--- Given data ---

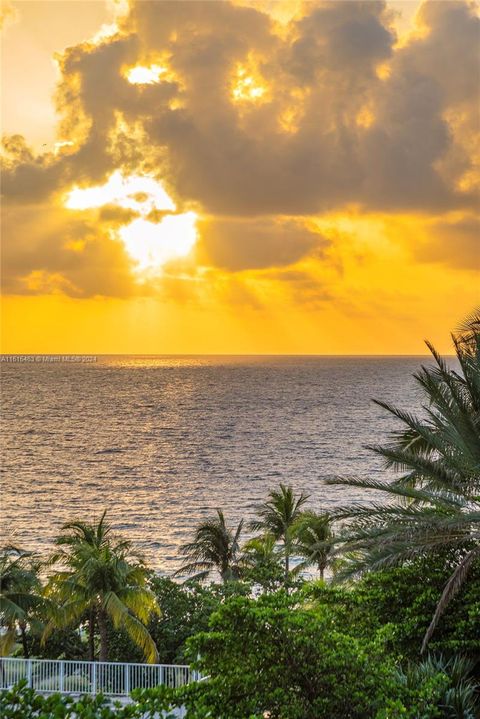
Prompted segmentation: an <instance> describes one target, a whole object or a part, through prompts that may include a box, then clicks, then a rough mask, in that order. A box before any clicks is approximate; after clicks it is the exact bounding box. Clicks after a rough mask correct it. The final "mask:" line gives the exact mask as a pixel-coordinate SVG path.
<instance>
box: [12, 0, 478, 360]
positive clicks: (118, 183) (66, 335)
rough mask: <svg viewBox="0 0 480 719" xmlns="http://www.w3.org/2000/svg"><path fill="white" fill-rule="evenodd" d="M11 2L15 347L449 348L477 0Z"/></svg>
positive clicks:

---
--- Given data ---

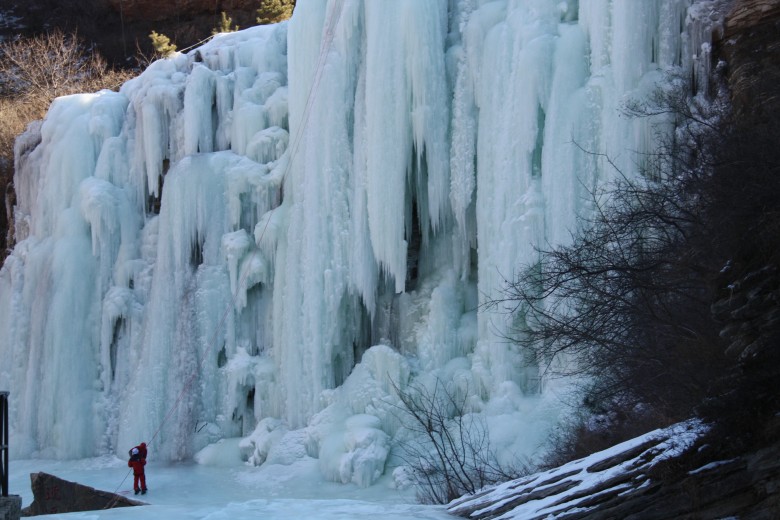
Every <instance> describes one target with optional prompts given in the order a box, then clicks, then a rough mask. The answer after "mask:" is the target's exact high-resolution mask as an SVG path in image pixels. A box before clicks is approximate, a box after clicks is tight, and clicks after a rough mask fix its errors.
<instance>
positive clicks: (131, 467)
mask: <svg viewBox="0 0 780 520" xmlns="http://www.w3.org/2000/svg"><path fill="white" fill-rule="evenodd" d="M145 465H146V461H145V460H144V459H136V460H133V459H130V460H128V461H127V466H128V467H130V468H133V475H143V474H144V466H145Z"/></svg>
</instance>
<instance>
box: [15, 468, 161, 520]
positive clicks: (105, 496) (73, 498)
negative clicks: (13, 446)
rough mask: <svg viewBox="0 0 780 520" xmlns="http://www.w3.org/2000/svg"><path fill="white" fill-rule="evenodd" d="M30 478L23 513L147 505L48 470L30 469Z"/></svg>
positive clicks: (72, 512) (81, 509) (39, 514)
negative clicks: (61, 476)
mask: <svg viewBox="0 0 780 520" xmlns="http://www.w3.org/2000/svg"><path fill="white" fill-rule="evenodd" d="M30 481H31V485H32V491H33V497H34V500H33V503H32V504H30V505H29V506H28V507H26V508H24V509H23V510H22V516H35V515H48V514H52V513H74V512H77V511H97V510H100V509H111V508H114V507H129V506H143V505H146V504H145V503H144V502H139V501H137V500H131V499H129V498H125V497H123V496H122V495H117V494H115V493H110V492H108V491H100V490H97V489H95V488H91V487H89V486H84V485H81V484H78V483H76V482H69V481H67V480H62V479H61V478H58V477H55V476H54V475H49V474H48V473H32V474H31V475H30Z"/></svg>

---

Can you reproduce the lines of the listing from the line with "Prompted segmentation: an" to the line with "positive clicks: (118, 183) (66, 335)", both included, without changing anything?

Prompted segmentation: an <instance> describes one target, a whole object or a part, through prompts that may include a box, then clicks, then a rough mask, in that order. A box before any clicks is approximate; after clicks it is the exact bounding box. Clicks after a rough mask correct it. The final "mask:" line gives the exact mask as a pixel-coordinate SVG path.
<instance>
box: [12, 0, 478, 360]
positive clicks: (118, 183) (66, 335)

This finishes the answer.